> **GOAL OF THE EXERCISE**: Could you continue the trope entry on Final Death from the point where it stops?

> **TEXT BLOCK**:

Trope-a-Day: Final Death/Deader than Dead

Final Death/Deader than Dead: Very much to be avoided.

Fortunately, rather hard to inflict.  Sure, you can kill the body (corpicide) readily enough, with enough bullets or other regular weapons – get both hearts, or shred the brain, or pulverize the whole thing.  But then the fun begins.  First you need to get the vector stack where the immediate backup of their mind-state is stored (and hope that it didn’t come with an emergency bug-out transmitter, or it’s already too late).  In a biological body, it’s somewhere near the base of the brain, but close enough to the surface to pull quickly in an emergency – in humanoids, the back of the neck is usual.  Cut below it and yank.  Then you’ve got to destroy that, which may itself require some exotic methods, since they’re designed to survive very large explosions up close, but is still possible.

So far, though, all you’ve done is given them some amnesia (unless they’re a Fusion or a synched cikrieth set of full-fidelity forks, in which case you need to go hunt down all their other instances, too.  Actually, you probably want to go assassinate their utility forks anyway, on general principle), because they have a backup.  In the absence of bug-out devices, it’s probably a few hours, maybe a day or two old, but at some point – quite likely right now, if they were on-line when you killed them – their incarnation insurer is going to stick said backup in a new body, and then they’ll be alive again.

Entries drawn from a dataset
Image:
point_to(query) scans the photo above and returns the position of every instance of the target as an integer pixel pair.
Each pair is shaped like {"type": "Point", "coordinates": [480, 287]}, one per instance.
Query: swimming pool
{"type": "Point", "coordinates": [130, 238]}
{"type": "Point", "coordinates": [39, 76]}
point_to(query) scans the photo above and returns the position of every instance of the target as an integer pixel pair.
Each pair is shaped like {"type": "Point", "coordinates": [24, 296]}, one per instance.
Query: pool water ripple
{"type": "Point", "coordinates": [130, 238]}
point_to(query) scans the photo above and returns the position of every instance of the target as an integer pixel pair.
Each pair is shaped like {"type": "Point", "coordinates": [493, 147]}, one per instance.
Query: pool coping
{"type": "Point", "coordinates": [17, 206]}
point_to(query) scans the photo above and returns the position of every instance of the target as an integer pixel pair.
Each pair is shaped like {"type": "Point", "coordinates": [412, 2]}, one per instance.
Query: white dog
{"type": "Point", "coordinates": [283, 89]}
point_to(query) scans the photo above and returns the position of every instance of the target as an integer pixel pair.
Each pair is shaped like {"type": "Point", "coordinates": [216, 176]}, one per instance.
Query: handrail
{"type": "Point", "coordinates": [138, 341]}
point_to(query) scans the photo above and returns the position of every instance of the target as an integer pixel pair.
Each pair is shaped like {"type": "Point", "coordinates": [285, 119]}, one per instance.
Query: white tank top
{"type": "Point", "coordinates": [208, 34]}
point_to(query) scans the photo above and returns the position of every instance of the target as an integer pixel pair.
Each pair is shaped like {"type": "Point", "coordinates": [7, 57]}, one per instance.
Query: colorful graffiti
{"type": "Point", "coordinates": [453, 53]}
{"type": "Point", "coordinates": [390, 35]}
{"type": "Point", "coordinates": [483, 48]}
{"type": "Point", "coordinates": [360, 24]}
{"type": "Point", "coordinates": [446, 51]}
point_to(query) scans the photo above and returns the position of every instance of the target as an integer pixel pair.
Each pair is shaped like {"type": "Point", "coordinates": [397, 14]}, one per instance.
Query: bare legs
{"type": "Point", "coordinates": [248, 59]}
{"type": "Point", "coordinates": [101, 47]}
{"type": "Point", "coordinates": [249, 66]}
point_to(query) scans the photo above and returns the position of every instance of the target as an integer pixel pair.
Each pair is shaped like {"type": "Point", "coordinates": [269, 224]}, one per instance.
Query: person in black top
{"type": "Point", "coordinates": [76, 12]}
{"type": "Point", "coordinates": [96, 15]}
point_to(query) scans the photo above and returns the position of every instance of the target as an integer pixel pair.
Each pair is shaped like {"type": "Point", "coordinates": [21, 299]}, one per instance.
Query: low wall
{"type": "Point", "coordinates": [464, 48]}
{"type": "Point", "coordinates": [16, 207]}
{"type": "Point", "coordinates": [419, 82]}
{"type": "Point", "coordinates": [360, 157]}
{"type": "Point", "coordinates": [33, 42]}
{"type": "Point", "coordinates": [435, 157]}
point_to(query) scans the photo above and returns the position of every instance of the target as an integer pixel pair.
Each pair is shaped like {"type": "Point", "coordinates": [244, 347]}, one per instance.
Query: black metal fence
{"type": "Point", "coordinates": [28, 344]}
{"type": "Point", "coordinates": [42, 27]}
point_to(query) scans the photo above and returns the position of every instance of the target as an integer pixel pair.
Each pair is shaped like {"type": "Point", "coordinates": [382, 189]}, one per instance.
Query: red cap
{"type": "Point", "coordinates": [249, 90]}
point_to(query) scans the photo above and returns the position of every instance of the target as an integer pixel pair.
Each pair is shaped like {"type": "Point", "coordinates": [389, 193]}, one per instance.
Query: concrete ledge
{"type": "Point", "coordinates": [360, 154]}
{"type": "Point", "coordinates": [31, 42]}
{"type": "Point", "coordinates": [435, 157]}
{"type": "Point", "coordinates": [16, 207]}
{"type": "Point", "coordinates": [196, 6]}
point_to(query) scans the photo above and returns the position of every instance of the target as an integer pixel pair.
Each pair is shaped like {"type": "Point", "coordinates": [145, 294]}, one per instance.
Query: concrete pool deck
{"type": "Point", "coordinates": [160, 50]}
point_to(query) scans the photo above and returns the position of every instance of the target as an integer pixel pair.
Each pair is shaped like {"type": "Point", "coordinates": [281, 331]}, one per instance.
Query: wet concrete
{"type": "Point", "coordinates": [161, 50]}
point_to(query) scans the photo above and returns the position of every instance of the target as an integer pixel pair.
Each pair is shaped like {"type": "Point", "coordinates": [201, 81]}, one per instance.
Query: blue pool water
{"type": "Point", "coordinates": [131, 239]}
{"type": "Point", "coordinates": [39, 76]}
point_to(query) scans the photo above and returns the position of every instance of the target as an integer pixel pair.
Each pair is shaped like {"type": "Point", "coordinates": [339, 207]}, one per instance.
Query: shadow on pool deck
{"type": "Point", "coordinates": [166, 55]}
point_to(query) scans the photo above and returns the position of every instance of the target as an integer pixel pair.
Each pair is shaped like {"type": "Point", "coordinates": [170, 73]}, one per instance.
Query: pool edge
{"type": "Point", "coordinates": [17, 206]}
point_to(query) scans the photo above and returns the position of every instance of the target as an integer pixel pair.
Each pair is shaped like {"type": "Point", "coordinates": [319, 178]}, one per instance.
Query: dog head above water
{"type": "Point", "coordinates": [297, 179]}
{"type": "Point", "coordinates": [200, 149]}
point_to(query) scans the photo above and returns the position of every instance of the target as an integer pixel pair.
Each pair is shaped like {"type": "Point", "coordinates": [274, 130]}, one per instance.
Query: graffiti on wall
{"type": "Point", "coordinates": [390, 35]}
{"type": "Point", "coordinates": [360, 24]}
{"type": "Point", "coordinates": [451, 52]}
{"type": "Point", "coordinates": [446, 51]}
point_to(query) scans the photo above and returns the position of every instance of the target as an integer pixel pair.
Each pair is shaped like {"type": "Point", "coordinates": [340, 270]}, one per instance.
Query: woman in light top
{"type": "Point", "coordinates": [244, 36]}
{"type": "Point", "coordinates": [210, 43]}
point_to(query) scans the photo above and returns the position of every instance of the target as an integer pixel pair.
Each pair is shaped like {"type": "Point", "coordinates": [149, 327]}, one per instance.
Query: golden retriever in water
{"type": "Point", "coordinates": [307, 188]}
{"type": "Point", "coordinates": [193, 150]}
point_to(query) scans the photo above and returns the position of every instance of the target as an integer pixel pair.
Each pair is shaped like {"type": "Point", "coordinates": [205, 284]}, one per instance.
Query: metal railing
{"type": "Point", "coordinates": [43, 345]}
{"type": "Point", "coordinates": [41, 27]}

> **RESULT**:
So you have to crack their incarnation insurer’s security, physically or virtually, to destroy the backup copy of their mind-state.  Actually, you’re going to have to do that quite a lot, since given the business that they’re in, incarnation insurers generally keep at least triple-triple redundant copies of people’s backups, including keeping older copies, and do so in physically isolated – scattered across multiple star systems – and heavily network-secured locations just to be sure.

But if you can manage that trick, you’re good.  As long as they don’t have any backup backup copies stored in data havens, entrusted to friends, secured in hidden Oort bunkers on long-term proceed-unless-canceled wake-and-restore programs…

(And that’s even before we get to those strange folks who open-source themselves.)

Yes, permadeath is hard to arrange.

(This, incidentally, is another reason why the penalty for cognicide is so high – given all of this, in most cases it’s impossible to do without serious forward planning and therefore lots and lots of cold-blooded premeditation.)